### Completa lo siguiente
1/ Copia literalmente el fragmento sobre García Lorca desde "Era difícil hablar" hasta "seguro en Madrid.".
2/ Indica si cada afirmación concuerda con el fragmento sobre García Lorca y responde sí o no, citando textualmente las palabras que lo deciden: (a) García Lorca decidió marcharse a Granada cuatro días antes del desembarco de Franco; (b) los otros amigos lograron convencer a García Lorca de quedarse en Madrid; (c) García Lorca partió tranquilo.

### Fragmento del texto

Tags: #Biografía, Referencia

Mi último suspiro (24 page)

Era difícil hablar de pintura y poesía cuando sentíamos aproximarse la tempestad. Cuatro días antes del desembarco de Franco, García Lorca —que no podía apasionarse por la política— decidió de pronto marcharse a Granada, su ciudad. Yo intenté disuadirle, le dije:

—Se están fraguando auténticos horrores, Federico. Quédate aquí. Estarás mucho más seguro en Madrid.

Otros amigos ejercieron presión sobre él, pero en vano. Partió muy nervioso, muy asustado.

El anuncio de su muerte fue una impresión terrible para todos nosotros.

### Extracto de la fuente
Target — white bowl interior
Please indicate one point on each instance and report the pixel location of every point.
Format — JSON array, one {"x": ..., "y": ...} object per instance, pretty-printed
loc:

### Soluciones desarrolladas
1/
Era difícil hablar de pintura y poesía cuando sentíamos aproximarse la tempestad. Cuatro días antes del desembarco de Franco, García Lorca —que no podía apasionarse por la política— decidió de pronto marcharse a Granada, su ciudad. Yo intenté disuadirle, le dije:

—Se están fraguando auténticos horrores, Federico. Quédate aquí. Estarás mucho más seguro en Madrid.

2/
(a) Sí: «Cuatro días antes del desembarco de Franco, García Lorca —que no podía apasionarse por la política— decidió de pronto marcharse a Granada, su ciudad».
(b) No: «Otros amigos ejercieron presión sobre él, pero en vano».
(c) No: «Partió muy nervioso, muy asustado».